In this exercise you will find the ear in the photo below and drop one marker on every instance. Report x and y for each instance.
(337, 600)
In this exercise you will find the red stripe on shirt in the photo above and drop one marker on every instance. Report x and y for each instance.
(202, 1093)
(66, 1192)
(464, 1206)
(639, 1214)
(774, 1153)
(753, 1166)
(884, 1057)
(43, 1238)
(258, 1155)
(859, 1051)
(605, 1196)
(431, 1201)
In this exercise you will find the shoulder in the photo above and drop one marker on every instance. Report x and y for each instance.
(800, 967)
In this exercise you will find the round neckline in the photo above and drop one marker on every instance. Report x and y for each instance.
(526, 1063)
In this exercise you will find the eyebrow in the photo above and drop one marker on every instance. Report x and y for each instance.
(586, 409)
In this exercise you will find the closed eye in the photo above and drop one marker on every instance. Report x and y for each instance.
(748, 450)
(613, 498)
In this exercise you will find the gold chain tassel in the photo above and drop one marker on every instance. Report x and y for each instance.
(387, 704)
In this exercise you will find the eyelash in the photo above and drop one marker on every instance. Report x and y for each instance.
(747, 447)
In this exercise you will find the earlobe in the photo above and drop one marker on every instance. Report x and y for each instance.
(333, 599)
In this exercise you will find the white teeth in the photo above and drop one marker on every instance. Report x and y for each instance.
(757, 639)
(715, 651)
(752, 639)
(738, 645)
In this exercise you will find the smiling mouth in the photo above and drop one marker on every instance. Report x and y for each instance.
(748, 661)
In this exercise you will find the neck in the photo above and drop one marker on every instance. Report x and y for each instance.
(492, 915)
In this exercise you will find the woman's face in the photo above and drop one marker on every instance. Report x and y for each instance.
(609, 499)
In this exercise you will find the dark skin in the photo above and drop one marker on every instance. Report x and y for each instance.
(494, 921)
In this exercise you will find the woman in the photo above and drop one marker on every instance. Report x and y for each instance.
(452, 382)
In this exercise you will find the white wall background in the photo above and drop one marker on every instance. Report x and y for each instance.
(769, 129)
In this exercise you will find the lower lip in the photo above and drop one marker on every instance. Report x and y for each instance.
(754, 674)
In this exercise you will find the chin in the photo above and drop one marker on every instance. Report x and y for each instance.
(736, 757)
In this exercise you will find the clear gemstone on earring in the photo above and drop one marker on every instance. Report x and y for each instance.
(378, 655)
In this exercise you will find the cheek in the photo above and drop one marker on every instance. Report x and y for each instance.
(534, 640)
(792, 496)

§ **TASK OBJECTIVE**: The material shown above is to be retyped in full, without alteration.

§ **SOLVED EXERCISE**:
In this exercise you will find the ear in the photo below and drop one marker on every instance. Report x and y for each instance.
(337, 600)
In this exercise you will find the red stripe on shirt in the photo above and drop one marker on every instance. Report x and y for each instance.
(202, 1093)
(66, 1192)
(464, 1206)
(639, 1214)
(774, 1153)
(753, 1166)
(884, 1057)
(43, 1238)
(258, 1155)
(859, 1051)
(605, 1196)
(431, 1201)
In this exercise you will find the shoulder in the photo above and drop one marker on every instance. Report x and y for each instance.
(800, 967)
In this exercise you will find the round neckline in the photo above and drop one marker on every instance. Report x and y for each instance.
(526, 1063)
In this exercise you will find the eyebrow in the photo above and drop one marker on every instance. Report x and y for each instance.
(586, 409)
In this exercise you will find the closed eye in the photo above and drop one marker on every instance. Report x and y for each instance.
(748, 450)
(613, 498)
In this exercise you will find the gold chain tassel in the photo above and drop one marker on every instance. Report x and y for each instance.
(387, 704)
In this exercise you will find the eyelash in the photo above and drop one marker on every instance. Report x and y for each instance.
(747, 447)
In this exercise you will find the earlobe in the photo above and drop one marker on every instance. Report x and y for each instance.
(333, 599)
In this exercise you will find the white teeth in the photo above and drop one marker on every instance. Report x and y for each instance.
(757, 639)
(715, 651)
(752, 639)
(738, 645)
In this exercise you will find the smiling mouth in the photo above and drop one marker on every instance. Report x and y for each instance.
(748, 661)
In this exercise you will find the neck in the photo above and drop one marker on every instance. Report x and y for each instance.
(492, 915)
In this exercise you will find the woman's face in the photo above and drop one marker on every instance. Report x and y for each instance.
(609, 499)
In this exercise you will find the dark skin in the photo above and drop one marker on every instance. Report x and y for each instance.
(494, 921)
In this exercise you will find the woman in the photo above and drop one marker on every instance. Report x and y for each instance.
(452, 382)
In this exercise you will find the white wall background in the photo above and drop one marker on every instance. Report x and y for each instance.
(769, 129)
In this exercise you will find the lower lip in the photo above and drop one marker on every instance. Report x and y for each instance.
(754, 674)
In this exercise you will find the chin in the photo above and drop one marker on every instance. Report x and y for each instance.
(736, 757)
In this exercise you will find the clear gemstone on earring in the photo above and drop one marker on every instance. Report x and y for each instance.
(378, 655)
In this exercise you will find the cheek in the photo above and drop one marker on every instance. Report x and y for each instance.
(534, 640)
(792, 496)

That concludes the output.